» **Supplied material**:
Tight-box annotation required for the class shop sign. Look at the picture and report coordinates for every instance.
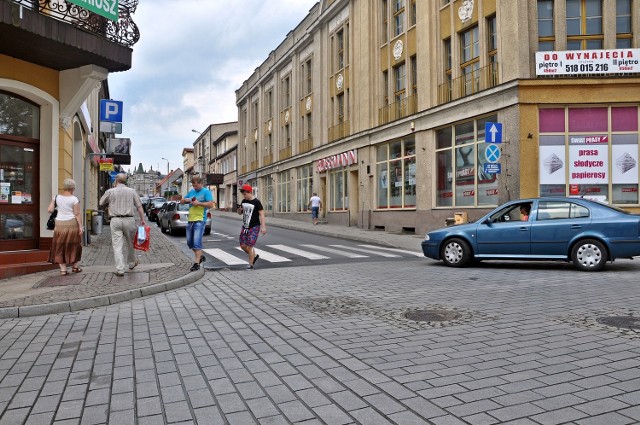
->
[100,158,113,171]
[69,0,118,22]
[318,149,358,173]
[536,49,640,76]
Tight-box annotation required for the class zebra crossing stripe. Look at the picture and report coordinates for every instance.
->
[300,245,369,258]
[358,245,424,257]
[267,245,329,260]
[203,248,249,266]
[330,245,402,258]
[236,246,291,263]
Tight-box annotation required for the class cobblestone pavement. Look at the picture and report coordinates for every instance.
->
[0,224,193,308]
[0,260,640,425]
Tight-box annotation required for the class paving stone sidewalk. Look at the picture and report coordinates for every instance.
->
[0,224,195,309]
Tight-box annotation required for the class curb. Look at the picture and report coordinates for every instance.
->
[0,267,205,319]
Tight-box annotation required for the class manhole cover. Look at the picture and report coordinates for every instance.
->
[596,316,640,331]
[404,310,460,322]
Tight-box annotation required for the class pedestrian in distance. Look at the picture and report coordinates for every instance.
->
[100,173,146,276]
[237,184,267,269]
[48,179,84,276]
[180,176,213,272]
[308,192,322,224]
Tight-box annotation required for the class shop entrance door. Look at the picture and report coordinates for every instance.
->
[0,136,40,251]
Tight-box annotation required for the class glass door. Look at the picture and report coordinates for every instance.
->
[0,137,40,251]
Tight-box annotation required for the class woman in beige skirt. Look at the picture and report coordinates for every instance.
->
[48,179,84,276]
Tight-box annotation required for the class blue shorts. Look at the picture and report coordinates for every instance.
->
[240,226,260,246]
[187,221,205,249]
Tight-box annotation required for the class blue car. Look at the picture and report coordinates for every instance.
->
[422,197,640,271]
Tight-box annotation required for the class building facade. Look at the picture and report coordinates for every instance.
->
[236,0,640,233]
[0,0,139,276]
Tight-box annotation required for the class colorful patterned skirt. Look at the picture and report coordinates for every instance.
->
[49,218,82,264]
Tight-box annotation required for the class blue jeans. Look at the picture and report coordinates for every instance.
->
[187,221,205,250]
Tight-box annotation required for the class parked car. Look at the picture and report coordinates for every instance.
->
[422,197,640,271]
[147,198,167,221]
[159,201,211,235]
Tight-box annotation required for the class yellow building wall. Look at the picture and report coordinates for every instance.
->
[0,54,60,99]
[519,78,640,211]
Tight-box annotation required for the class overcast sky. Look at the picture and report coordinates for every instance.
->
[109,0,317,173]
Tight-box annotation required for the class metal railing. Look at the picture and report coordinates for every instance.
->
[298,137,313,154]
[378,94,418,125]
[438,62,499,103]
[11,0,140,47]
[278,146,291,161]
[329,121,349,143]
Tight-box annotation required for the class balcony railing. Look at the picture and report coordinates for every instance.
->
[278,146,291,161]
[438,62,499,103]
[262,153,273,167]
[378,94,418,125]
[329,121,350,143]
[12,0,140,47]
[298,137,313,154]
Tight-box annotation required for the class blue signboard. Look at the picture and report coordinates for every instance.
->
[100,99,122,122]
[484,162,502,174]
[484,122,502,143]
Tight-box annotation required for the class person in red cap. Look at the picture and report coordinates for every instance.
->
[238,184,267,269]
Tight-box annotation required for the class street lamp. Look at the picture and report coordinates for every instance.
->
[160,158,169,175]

...

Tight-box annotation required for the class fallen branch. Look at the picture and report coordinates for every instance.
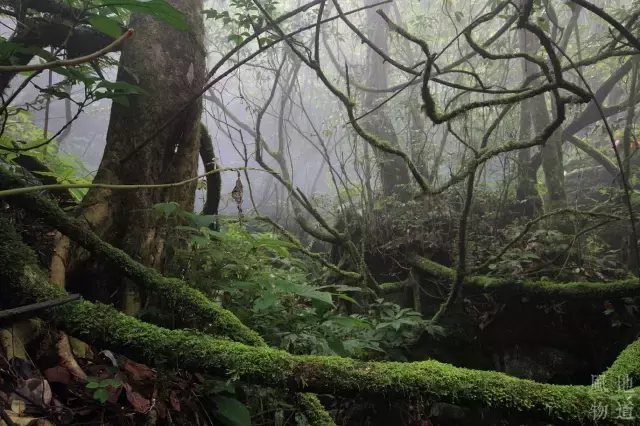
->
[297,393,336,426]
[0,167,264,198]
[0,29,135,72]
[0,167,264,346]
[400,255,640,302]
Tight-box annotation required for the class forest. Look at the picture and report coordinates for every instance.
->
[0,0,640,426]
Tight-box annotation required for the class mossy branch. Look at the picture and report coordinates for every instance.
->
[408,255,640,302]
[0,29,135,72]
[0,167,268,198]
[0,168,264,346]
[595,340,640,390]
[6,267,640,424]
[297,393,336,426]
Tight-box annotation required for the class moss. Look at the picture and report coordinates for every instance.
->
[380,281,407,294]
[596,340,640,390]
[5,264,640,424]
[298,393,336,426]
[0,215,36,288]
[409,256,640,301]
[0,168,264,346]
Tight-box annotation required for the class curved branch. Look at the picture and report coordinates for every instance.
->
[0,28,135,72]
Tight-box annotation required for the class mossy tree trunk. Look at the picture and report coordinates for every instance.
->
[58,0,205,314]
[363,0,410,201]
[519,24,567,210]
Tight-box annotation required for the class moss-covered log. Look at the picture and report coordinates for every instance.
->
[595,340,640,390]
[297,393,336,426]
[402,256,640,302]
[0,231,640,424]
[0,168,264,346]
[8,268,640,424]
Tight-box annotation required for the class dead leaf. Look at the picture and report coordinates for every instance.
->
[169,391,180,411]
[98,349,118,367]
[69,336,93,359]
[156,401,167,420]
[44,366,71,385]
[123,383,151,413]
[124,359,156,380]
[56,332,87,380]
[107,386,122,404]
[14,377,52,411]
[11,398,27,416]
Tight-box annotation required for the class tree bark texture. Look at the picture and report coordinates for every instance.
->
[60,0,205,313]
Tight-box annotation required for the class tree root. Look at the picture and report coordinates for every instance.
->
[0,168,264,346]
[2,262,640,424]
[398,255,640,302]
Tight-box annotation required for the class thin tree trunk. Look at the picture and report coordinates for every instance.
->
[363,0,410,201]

...

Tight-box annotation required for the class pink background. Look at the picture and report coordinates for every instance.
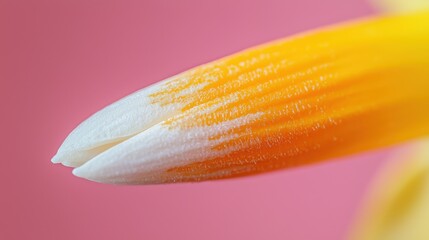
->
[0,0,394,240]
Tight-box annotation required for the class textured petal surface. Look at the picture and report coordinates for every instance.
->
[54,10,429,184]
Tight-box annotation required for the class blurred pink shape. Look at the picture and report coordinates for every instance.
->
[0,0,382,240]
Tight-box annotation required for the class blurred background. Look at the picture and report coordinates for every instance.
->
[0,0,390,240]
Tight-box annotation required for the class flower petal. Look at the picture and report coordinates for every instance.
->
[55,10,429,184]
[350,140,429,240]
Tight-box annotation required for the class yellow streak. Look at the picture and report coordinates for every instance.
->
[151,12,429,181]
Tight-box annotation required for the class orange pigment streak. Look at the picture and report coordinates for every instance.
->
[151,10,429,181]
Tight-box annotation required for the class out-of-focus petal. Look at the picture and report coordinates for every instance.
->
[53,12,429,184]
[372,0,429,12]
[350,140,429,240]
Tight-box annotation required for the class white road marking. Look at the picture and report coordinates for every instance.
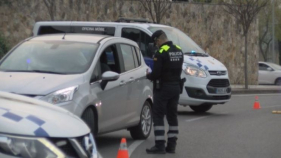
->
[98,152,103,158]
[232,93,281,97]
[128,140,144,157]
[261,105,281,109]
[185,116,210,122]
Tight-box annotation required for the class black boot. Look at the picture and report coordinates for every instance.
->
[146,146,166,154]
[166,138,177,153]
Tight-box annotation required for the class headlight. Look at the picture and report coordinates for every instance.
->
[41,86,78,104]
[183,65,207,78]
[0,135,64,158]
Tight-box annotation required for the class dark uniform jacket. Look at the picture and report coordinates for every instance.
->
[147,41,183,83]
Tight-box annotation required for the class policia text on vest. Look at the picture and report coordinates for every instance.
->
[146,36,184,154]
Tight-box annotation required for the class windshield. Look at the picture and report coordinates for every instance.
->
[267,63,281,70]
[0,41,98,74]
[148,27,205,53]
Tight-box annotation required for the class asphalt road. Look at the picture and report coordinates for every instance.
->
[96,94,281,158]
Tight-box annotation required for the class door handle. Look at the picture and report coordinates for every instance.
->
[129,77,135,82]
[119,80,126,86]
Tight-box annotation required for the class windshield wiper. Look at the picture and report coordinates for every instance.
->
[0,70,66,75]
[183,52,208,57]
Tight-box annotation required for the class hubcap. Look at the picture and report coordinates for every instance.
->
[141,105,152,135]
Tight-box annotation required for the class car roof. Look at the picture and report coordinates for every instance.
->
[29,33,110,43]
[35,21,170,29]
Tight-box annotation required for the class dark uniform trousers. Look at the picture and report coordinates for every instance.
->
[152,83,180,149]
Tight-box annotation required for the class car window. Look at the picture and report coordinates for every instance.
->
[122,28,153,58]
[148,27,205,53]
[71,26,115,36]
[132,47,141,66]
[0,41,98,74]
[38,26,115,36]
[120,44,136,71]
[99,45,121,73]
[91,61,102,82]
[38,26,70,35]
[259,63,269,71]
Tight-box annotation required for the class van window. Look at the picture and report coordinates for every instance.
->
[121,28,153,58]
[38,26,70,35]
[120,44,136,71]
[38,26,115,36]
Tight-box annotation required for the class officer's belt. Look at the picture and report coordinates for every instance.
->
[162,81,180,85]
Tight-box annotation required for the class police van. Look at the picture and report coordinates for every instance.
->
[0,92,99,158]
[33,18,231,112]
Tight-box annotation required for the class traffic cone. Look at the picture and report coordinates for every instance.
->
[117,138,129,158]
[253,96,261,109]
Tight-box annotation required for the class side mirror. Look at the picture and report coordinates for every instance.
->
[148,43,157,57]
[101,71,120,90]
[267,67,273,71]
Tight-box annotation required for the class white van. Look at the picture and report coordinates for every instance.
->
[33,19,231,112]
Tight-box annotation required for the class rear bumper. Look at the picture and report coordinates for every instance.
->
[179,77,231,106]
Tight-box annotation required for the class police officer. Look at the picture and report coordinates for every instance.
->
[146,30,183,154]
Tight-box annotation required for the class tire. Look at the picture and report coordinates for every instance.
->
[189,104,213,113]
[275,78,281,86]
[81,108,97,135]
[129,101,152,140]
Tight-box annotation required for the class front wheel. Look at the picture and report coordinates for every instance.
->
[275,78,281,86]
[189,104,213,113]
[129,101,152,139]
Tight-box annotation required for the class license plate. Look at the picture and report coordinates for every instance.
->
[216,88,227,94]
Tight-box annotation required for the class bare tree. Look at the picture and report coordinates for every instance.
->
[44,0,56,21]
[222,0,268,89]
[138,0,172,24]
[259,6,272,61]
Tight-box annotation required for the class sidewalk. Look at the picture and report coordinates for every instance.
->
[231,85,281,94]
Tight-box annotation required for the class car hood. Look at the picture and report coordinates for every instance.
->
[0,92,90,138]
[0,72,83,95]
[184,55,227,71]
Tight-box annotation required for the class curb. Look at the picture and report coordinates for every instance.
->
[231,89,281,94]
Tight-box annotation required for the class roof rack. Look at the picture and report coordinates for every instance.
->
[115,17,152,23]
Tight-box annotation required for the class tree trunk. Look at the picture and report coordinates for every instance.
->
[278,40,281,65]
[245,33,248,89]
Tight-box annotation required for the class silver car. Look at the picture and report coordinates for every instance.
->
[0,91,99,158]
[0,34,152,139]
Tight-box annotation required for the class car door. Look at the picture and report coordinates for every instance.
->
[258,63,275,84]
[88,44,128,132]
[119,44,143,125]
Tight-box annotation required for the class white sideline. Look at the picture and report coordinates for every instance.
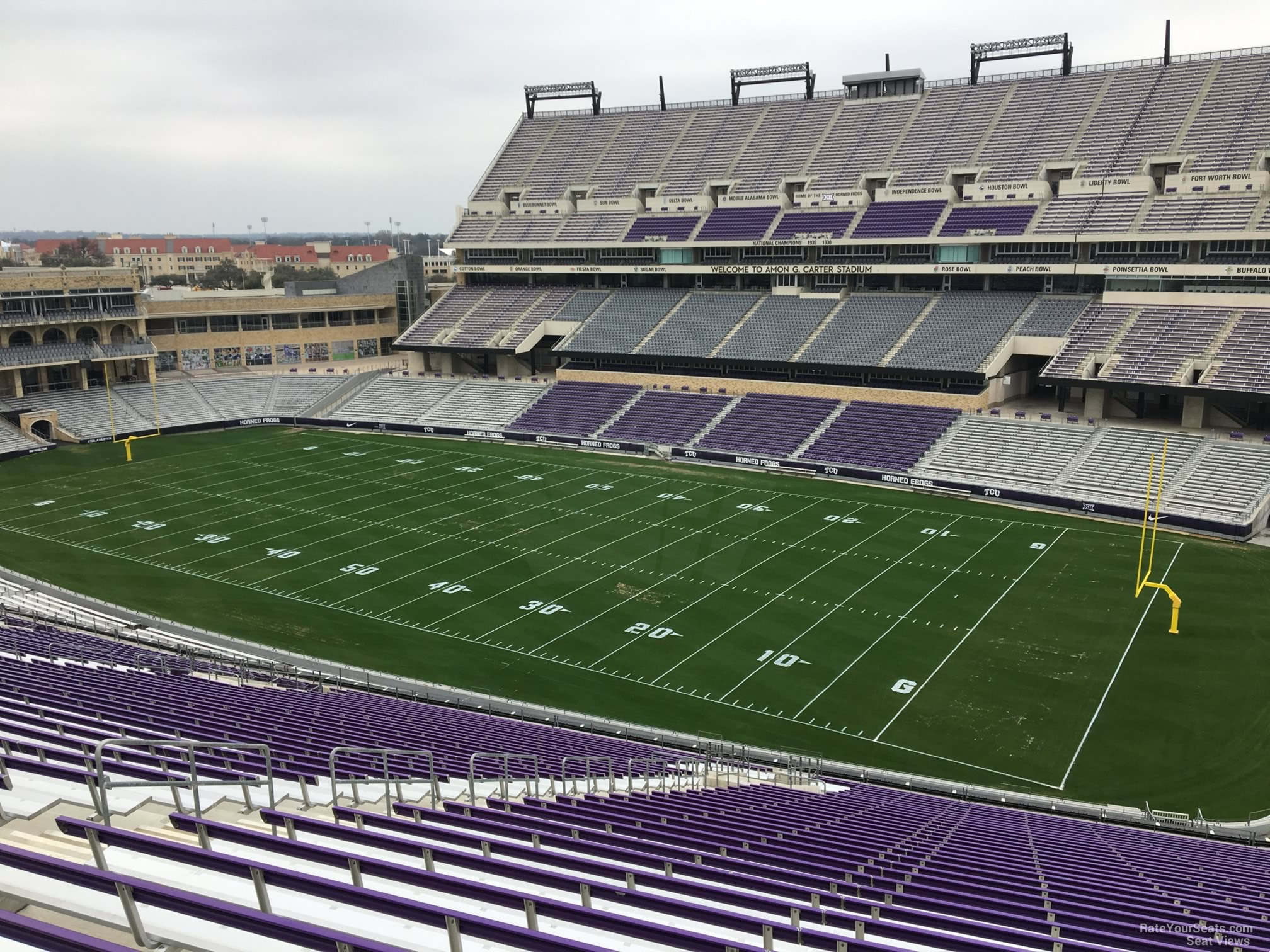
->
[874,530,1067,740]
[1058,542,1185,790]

» **What to do**:
Copy out the data from the line containing "Tight-box annotation required for the class shop sign." through the line containing "[536,49,640,76]", both included, reproducing each line unchanged but omitting the picture.

» **Task result**:
Tight-box annotation required for the class shop sign. Look at the picture and report coordinates for every instance.
->
[100,158,113,171]
[69,0,118,22]
[318,149,358,173]
[536,49,640,76]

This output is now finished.